#### [Task brief]
Set down every record below exactly as written.

BEGIN Given records

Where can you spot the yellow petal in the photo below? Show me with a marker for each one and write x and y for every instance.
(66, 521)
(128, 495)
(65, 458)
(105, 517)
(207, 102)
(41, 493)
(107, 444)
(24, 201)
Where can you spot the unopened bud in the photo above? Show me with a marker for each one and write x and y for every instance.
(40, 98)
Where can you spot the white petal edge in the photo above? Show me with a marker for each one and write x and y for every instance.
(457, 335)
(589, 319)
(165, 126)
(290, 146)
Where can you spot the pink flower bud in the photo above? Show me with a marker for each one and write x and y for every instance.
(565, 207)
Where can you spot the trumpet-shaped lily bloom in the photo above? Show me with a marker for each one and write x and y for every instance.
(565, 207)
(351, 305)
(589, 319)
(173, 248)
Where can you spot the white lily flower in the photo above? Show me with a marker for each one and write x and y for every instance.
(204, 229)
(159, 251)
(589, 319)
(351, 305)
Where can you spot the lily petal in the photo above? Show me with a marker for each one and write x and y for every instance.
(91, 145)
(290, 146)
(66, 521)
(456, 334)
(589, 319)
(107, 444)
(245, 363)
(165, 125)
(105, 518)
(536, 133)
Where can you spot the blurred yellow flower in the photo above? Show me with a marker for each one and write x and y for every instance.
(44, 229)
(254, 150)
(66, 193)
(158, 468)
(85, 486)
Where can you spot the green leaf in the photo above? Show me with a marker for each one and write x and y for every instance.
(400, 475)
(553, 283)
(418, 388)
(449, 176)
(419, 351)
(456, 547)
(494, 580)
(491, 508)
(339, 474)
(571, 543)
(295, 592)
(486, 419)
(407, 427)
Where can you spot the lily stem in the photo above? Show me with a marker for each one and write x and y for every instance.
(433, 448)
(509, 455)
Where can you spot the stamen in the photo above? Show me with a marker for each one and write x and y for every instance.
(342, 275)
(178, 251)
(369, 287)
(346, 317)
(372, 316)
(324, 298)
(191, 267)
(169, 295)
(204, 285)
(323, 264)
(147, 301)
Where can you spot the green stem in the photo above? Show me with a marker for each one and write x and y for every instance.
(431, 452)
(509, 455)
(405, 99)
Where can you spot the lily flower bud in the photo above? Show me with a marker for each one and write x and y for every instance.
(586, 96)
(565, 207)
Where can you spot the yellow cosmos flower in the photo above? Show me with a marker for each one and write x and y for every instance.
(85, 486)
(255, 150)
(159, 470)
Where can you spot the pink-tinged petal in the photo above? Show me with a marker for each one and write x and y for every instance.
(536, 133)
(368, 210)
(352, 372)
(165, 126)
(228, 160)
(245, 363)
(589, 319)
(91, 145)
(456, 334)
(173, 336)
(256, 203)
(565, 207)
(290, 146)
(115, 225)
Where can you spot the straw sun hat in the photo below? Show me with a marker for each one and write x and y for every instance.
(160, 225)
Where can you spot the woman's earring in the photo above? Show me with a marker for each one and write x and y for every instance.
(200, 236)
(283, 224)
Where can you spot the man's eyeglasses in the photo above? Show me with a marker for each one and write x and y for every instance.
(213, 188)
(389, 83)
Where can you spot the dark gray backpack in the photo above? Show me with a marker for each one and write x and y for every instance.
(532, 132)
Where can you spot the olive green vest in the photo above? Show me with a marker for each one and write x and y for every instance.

END Given records

#### [Response to this task]
Where can you spot the yellow petal in the photo below? Show me with a marker for each one and write x and y for every instance.
(66, 521)
(128, 495)
(65, 458)
(105, 517)
(207, 102)
(41, 493)
(107, 444)
(24, 201)
Where can you spot the unopened bud in the photo above? Show me with a marker for each one and write x and y for every instance.
(40, 98)
Where can you spot the white petal edge in the photo above? Show me with a marker for each one and write x and y for every instance.
(457, 335)
(589, 319)
(165, 126)
(290, 146)
Where can you spot the pink flower bud in the photo above? Show me with a marker for each one and write x and y for every instance.
(565, 207)
Where can you spot the trumpet-shaped lily bloom in the photo above? Show me with a marker for each one and write x and y for every instance.
(565, 207)
(351, 305)
(589, 319)
(173, 248)
Where can you spot the white lily flower in the photo above? Show me with a marker for each one and write x and y for every instance.
(204, 229)
(159, 251)
(589, 319)
(351, 305)
Where can you spot the lily petal in the photo above? Show me with a marker for each one and write x and y for every instance.
(91, 145)
(290, 146)
(66, 521)
(456, 334)
(589, 319)
(107, 444)
(245, 363)
(165, 125)
(105, 518)
(536, 133)
Where can you spot the blurred yellow flower in the photo above? Show me with a marker for each one and write x and y for every instance.
(44, 229)
(254, 150)
(66, 193)
(158, 468)
(85, 486)
Where can you spot the green leaf in the photo above? Show me with a marker for each one and write x and y for every instance.
(400, 475)
(553, 283)
(418, 388)
(449, 176)
(419, 351)
(456, 547)
(494, 580)
(491, 508)
(339, 474)
(571, 543)
(295, 592)
(486, 419)
(407, 427)
Where can you spot the lily stem in the photo above? Show me with a marker for each one and write x and y for every instance.
(433, 448)
(509, 455)
Where can you spot the stamen in the photo above? Show me with a marker for each one and write x and y for every instance.
(342, 275)
(178, 251)
(369, 287)
(346, 317)
(372, 316)
(324, 298)
(191, 267)
(169, 295)
(204, 285)
(323, 264)
(147, 301)
Where can you spot the green stem in the photo above? Show me with a marker for each one and write x and y for every instance.
(431, 452)
(509, 455)
(405, 99)
Where can you spot the lily flower bud in the photo above? Show me with a marker for each one and write x and y for every instance.
(586, 96)
(565, 207)
Where can you spot the yellow cosmos flower in the photo above? Show me with a marker for each one and write x and y for every instance.
(85, 486)
(255, 150)
(159, 470)
Where can you spot the pink-tinged petal in the photo above? Show me with a marker for each one and write x and y for every instance.
(536, 133)
(368, 210)
(352, 372)
(165, 126)
(228, 160)
(245, 363)
(589, 319)
(91, 145)
(456, 334)
(173, 336)
(256, 203)
(565, 207)
(290, 146)
(115, 225)
Where can you spot the straw sun hat in the photo below? Show me with a marker for each one and write x and y for every instance.
(160, 225)
Where can you spot the woman's earring in the photo above? Show me with a marker for each one and write x and y for every instance.
(200, 236)
(283, 224)
Where can you spot the man's eyeglasses in the photo above? Show me with a marker for each one and write x and y for every instance.
(213, 188)
(389, 83)
Where can you spot the dark gray backpack in the photo above? Show me with a marker for each one and write x and y for every instance.
(532, 132)
Where can you spot the olive green vest in the photo above? Show me with a marker for each one and write x and y for every instance.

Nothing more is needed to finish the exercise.